_Objective_
Extract every line of the rows below verbatim, omitting the pictures from your answer.

_Records to process_
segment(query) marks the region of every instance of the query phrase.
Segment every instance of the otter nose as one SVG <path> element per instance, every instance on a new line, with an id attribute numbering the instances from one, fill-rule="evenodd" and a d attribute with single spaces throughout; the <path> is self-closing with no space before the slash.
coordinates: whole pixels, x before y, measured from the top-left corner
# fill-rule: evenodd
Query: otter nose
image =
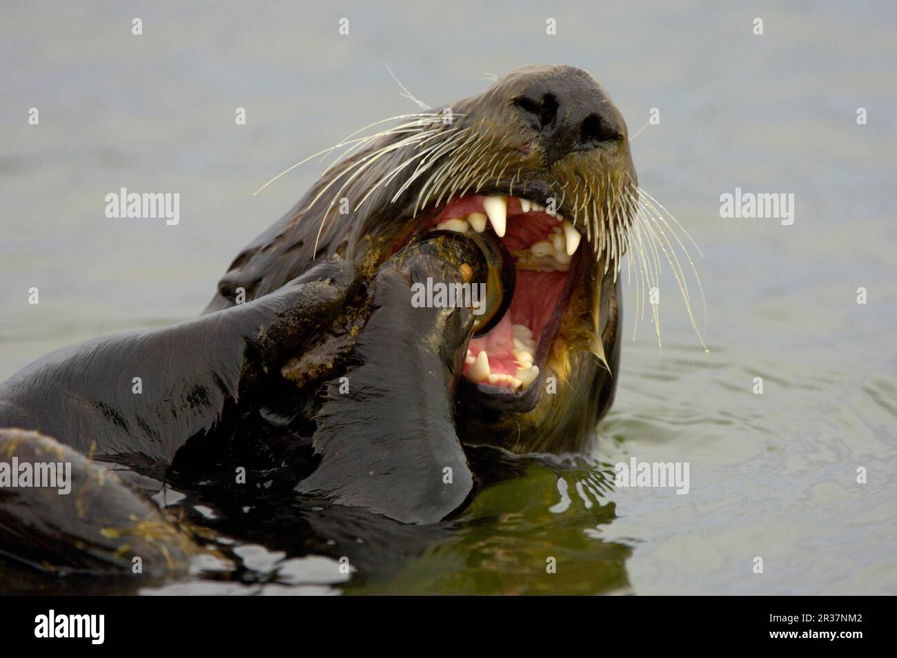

_Response to the task_
segment(query) marks the region of every instance of the query phrase.
Segment every instance of the otter nose as one SVG <path> element per instance, every instance on a new line, with an id attribute numbering the instances from one, fill-rule="evenodd" and a d attribute with single spaces throughout; the <path> is self-closing with no space before the slash.
coordinates: whole pixels, x before y, measured from the top-left corner
# fill-rule: evenodd
Query: otter nose
image =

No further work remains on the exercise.